**CHALLENGE**
Could you write out everything from the start of the rows down to the line containing "(1008, 790)", both ends included, with the requests kept and each coordinate in the answers shifted up by 118? Leave the pictures out.
┌─ RECORDS SUPPLIED
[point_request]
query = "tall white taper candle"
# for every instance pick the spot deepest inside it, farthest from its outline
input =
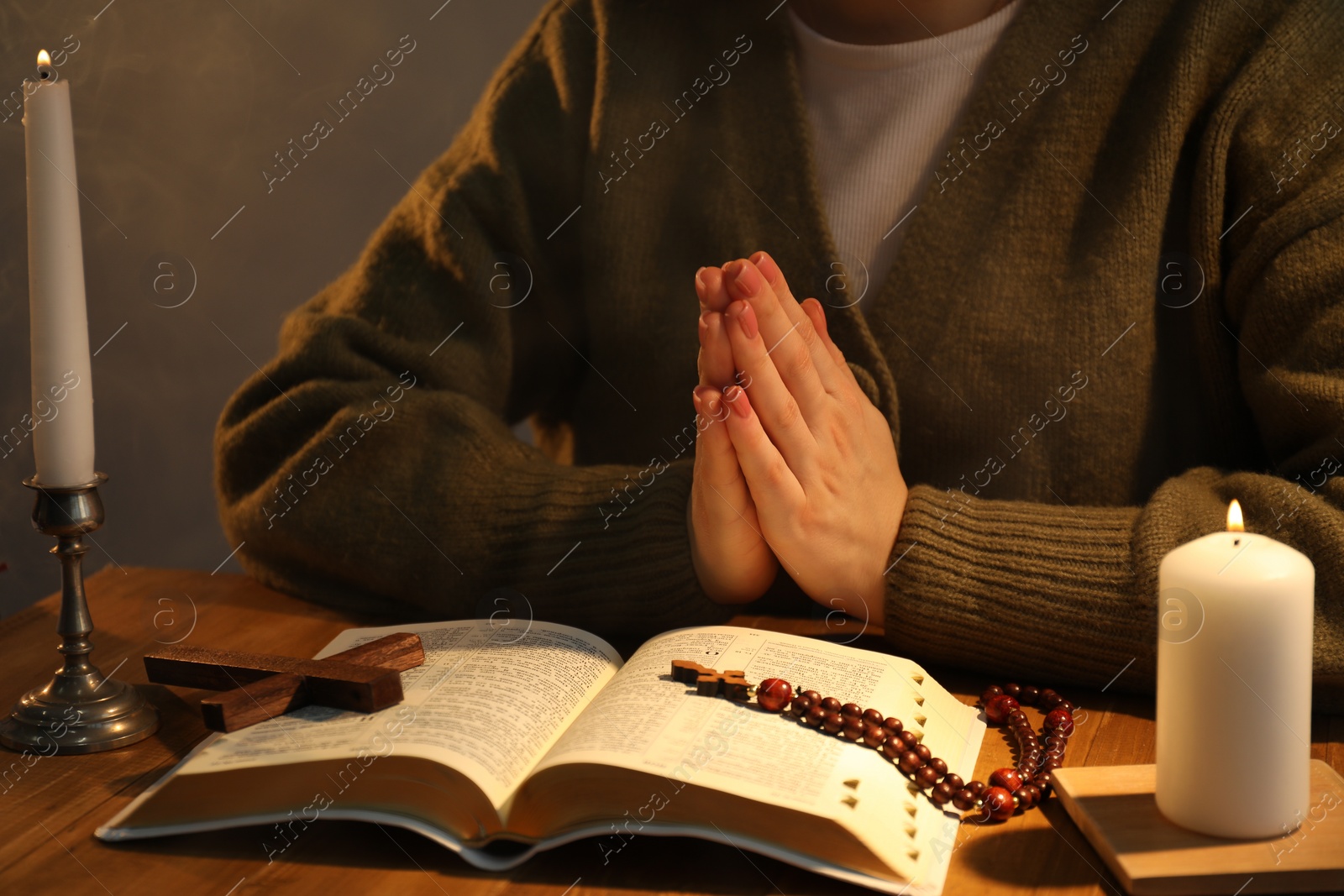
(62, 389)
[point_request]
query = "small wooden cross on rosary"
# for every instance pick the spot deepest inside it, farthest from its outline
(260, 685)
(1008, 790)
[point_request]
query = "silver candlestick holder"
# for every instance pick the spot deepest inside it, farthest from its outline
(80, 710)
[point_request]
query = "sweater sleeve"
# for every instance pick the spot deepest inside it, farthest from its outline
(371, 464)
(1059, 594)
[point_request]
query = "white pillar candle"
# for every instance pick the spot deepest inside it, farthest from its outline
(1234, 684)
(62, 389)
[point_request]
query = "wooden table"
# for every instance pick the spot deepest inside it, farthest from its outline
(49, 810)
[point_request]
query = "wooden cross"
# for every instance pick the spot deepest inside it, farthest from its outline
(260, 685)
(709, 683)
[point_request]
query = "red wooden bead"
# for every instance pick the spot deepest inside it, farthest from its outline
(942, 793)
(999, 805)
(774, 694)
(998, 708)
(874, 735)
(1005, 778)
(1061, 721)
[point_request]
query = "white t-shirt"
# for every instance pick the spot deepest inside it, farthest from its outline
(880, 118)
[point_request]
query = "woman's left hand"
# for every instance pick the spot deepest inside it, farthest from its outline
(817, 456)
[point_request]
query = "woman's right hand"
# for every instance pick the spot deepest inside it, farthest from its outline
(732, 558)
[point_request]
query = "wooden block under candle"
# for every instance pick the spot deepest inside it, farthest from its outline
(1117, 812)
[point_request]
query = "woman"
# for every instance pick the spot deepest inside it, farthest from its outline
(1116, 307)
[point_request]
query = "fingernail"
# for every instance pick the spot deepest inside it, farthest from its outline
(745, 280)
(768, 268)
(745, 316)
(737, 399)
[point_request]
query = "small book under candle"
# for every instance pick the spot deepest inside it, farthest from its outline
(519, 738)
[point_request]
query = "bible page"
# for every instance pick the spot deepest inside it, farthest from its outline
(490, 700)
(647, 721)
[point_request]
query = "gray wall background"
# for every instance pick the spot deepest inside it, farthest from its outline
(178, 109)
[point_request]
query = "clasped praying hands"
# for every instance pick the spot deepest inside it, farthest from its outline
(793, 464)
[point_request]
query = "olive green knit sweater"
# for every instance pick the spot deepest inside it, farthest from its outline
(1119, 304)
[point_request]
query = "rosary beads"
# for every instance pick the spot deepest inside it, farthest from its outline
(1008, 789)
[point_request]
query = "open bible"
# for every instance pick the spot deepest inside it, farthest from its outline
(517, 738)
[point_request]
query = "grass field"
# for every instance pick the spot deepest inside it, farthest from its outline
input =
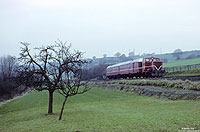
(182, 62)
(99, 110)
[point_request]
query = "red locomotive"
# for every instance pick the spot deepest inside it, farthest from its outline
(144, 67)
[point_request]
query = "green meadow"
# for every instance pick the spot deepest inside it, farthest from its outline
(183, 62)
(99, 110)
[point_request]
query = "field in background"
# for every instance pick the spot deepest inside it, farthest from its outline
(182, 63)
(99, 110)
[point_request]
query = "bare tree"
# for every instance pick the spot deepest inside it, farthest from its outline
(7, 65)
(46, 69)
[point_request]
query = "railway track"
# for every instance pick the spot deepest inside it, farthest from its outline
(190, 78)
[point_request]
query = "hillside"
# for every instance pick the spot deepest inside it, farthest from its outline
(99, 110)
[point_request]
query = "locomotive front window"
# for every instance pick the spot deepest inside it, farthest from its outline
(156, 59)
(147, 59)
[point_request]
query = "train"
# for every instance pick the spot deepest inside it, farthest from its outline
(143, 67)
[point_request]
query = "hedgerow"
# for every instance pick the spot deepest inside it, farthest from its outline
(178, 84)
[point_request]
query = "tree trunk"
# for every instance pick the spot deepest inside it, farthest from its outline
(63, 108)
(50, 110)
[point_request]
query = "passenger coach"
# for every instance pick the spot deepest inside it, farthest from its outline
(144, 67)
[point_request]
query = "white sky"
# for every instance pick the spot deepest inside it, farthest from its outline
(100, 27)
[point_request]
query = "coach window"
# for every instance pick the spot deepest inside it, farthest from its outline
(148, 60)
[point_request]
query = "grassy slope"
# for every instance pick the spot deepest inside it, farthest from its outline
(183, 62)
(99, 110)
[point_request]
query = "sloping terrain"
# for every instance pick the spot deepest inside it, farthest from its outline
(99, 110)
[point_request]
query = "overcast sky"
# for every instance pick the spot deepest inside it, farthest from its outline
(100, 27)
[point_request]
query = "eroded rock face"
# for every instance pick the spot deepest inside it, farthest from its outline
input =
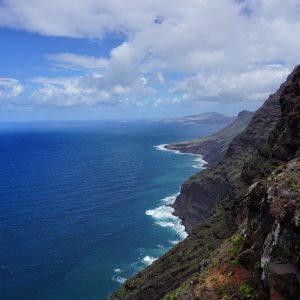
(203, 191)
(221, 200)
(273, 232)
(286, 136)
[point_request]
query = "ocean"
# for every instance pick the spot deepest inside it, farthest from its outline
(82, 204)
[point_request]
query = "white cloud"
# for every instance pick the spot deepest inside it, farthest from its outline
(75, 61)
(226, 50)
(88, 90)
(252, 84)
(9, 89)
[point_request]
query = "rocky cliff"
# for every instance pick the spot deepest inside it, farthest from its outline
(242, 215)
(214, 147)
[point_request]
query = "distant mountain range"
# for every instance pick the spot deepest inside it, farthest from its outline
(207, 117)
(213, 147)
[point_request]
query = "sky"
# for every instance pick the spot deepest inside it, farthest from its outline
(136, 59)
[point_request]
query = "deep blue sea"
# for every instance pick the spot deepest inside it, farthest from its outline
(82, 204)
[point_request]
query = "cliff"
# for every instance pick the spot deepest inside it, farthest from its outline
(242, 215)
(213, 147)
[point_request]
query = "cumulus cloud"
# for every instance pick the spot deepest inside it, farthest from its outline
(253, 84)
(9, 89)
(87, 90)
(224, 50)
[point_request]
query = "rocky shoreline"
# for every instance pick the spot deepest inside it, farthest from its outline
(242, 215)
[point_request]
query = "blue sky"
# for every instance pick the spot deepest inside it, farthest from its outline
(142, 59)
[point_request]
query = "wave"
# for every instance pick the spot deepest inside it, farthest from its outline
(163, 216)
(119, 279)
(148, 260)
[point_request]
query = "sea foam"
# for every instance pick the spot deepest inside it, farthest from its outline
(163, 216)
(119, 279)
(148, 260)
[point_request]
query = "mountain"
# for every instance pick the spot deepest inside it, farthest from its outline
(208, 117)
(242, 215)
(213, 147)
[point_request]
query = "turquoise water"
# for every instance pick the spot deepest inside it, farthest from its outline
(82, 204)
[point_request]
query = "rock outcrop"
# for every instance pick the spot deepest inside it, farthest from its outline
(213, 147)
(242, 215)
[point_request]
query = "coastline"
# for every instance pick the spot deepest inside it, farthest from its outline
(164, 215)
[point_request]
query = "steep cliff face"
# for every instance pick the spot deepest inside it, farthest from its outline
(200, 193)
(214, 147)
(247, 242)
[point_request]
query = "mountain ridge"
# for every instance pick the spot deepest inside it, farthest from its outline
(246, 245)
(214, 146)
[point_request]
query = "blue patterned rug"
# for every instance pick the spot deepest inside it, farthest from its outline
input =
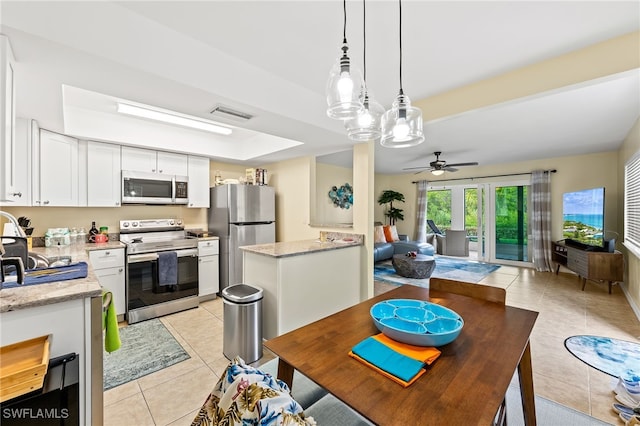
└─
**RIGHT ANSWER**
[point_request]
query = "tall white taper candle"
# for every instance pick the spot deepest inside it, farthest from its outline
input =
(180, 507)
[point_request]
query = "small wooden cross on rosary"
# for every instance pick the spot deepest inside it, farthest from its outline
(378, 803)
(1126, 908)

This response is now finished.